# Görev:
Aşağıdaki kayıtlarda "the metal mesh" ifadesinin geçtiği satırdan kayıtların sonuna kadar olan satırları, iki uç da dahil ve boş satırlar atlanarak, "Sıra" ve "Satır" sütunlarından oluşan bir Markdown tablosu olarak ifade edin.

= = = =

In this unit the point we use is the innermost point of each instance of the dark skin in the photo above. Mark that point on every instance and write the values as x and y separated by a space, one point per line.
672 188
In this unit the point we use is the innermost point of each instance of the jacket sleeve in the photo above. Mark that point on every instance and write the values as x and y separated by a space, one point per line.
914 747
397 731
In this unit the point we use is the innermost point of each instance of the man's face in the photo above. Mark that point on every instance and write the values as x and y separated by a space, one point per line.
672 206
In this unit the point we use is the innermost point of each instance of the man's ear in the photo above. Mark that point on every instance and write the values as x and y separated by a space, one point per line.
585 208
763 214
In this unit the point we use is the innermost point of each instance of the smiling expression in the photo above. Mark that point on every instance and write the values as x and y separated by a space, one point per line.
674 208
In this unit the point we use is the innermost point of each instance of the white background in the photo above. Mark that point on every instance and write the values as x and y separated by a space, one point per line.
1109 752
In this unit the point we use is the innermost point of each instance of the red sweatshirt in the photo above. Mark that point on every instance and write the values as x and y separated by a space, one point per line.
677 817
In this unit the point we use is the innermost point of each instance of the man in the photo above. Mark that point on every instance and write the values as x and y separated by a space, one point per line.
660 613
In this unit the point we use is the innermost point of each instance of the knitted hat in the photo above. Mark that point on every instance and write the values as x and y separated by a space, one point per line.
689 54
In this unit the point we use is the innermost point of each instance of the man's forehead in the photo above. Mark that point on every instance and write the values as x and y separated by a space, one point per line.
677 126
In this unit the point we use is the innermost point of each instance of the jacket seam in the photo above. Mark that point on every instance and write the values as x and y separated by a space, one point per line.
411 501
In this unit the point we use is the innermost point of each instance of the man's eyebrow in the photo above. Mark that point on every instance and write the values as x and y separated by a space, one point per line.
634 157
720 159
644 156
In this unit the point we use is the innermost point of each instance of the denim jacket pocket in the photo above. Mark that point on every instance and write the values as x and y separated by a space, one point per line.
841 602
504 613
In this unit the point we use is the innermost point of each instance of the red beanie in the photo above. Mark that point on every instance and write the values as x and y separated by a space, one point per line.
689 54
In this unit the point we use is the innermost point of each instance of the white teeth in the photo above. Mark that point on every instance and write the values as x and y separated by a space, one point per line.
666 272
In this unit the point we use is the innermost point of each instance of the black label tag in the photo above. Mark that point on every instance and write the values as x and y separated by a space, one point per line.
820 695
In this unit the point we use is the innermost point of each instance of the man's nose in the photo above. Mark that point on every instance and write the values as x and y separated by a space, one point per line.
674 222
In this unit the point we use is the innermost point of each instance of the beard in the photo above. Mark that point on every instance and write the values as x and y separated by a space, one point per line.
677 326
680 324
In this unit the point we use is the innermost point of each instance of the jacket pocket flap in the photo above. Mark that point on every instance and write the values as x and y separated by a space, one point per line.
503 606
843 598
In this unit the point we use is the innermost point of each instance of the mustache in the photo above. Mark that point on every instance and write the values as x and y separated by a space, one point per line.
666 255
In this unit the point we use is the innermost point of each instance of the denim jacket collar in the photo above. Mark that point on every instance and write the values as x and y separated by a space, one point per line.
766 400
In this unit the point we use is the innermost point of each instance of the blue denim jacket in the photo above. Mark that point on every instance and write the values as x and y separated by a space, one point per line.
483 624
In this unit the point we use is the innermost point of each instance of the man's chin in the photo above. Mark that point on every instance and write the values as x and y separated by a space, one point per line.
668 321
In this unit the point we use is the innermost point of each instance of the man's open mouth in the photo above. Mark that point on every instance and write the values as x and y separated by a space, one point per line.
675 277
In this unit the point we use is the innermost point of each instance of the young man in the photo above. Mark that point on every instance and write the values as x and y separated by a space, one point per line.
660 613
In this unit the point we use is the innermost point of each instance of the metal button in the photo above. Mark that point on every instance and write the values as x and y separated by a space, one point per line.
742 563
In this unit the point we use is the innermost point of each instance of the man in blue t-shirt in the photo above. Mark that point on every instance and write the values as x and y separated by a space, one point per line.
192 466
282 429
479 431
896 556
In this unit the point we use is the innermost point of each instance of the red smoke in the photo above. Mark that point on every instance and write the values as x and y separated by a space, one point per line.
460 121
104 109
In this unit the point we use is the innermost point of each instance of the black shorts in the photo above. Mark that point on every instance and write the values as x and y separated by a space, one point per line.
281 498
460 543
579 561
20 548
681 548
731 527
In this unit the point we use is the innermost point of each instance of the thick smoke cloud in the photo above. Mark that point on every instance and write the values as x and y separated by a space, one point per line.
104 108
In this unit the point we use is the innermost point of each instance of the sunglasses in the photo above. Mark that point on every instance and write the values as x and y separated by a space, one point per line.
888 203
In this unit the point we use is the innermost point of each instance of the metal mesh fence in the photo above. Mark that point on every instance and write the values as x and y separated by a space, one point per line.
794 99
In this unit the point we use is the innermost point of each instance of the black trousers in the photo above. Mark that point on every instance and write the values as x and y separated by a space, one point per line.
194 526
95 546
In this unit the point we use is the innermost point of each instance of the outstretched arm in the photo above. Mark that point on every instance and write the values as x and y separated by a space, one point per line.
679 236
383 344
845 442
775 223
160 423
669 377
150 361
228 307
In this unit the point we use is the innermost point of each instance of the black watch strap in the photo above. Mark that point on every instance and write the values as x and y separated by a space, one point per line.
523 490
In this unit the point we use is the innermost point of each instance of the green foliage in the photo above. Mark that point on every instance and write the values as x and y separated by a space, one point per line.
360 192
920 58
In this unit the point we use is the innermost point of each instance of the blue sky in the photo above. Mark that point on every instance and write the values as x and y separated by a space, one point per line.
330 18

= = = =

# Beklenen yanıt:
| Sıra | Satır |
|---|---|
| 1 | In this unit the point we use is the innermost point of each instance of the metal mesh fence in the photo above. Mark that point on every instance and write the values as x and y separated by a space, one point per line. |
| 2 | 794 99 |
| 3 | In this unit the point we use is the innermost point of each instance of the black trousers in the photo above. Mark that point on every instance and write the values as x and y separated by a space, one point per line. |
| 4 | 194 526 |
| 5 | 95 546 |
| 6 | In this unit the point we use is the innermost point of each instance of the outstretched arm in the photo above. Mark that point on every instance and write the values as x and y separated by a space, one point per line. |
| 7 | 679 236 |
| 8 | 383 344 |
| 9 | 845 442 |
| 10 | 775 223 |
| 11 | 160 423 |
| 12 | 669 377 |
| 13 | 150 361 |
| 14 | 228 307 |
| 15 | In this unit the point we use is the innermost point of each instance of the black watch strap in the photo above. Mark that point on every instance and write the values as x and y separated by a space, one point per line. |
| 16 | 523 490 |
| 17 | In this unit the point we use is the innermost point of each instance of the green foliage in the photo above. Mark that point on every instance and write the values as x and y separated by a space, one point per line. |
| 18 | 360 192 |
| 19 | 920 58 |
| 20 | In this unit the point we use is the innermost point of each instance of the blue sky in the photo above. Mark that point on every instance and write the values as x and y separated by a space, one point per line. |
| 21 | 330 18 |